Constraints of the data model

  • Indexing is not available, so data may have to be denormalised
  • Columns and supercolumns are sorted by key name
    • names are byte strings but interpretation for sorting can be changed
  • Range queries are possible through partitioning
    • RandomPartitioner randomly distributes rows among machines according to MD5 value, leading to load-balancing
      • within a node, rows are sorted by key
    • OrderPreservingPartitioner distributes according to key

Cassandra data model

Column :: key → value

  • similar to a single datum

SuperColumn :: key → { subkey1 → value1, … }

  • a datum whose value is structured

ColumnFamily :: { column1, column2, … } = { key1 → {subkey1 → value1, subkey2 → value2}, … }

  • column families are stored in separate files
  • sorted by key major order
  • similar to an RDBMS table, except sparse

SuperColumnFamily :: { supercolumn1, supercolumn2, … }

Keyspace :: [ key1, key2, ... ] for a ColumnFamily

An example

  • User (an RDBMS table, a Cassandra ColumnFamily)

## SHORT EXERCISE
Write the next part of the Cassandra data model notes above, picking up right after their last line.

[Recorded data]

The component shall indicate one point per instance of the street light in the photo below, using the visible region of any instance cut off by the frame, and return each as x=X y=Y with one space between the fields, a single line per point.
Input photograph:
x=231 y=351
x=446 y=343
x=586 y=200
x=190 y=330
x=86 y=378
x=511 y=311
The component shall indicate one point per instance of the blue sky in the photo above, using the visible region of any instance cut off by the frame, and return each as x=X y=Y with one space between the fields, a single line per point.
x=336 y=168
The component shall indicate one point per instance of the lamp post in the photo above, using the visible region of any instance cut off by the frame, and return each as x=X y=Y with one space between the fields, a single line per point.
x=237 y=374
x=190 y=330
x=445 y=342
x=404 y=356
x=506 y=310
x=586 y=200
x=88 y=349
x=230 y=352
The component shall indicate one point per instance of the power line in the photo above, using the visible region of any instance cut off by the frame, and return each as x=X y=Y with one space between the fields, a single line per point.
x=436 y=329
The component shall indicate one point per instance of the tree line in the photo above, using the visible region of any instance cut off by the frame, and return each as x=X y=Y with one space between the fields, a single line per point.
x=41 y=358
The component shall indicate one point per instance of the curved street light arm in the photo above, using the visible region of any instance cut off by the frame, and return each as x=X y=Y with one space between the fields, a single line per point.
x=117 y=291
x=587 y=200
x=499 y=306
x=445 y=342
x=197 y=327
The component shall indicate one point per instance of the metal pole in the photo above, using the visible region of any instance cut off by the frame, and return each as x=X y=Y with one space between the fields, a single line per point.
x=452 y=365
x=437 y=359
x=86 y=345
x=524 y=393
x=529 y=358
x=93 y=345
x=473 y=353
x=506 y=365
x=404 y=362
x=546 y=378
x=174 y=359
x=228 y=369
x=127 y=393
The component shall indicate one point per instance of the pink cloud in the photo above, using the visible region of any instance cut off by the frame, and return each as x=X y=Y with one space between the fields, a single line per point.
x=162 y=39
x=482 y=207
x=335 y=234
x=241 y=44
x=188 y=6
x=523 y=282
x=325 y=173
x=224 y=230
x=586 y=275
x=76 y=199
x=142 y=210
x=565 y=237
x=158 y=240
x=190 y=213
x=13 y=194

## EXERCISE ANSWER
    • maps user attributes to byte array values
  • To do a query on one of those attributes, say state,
    • need to manually create a ColumnFamily { state → { city → { name → username ] } }
      • like indexing on state
    • then, where state == ‘CA’ is efficient (since ColumnFamilies are sorted by key)
  • Composite keys
    • corresponds to where state == ‘CA’ and city == ‘San Mateo’
      • { state:city → {name → username} }
    • ColumnFamilies are sorted by key
    • we can do where state == ‘CA’ (get all cities)
    • but also where state == ‘CA’ and city == ‘San Mateo’ (get one city)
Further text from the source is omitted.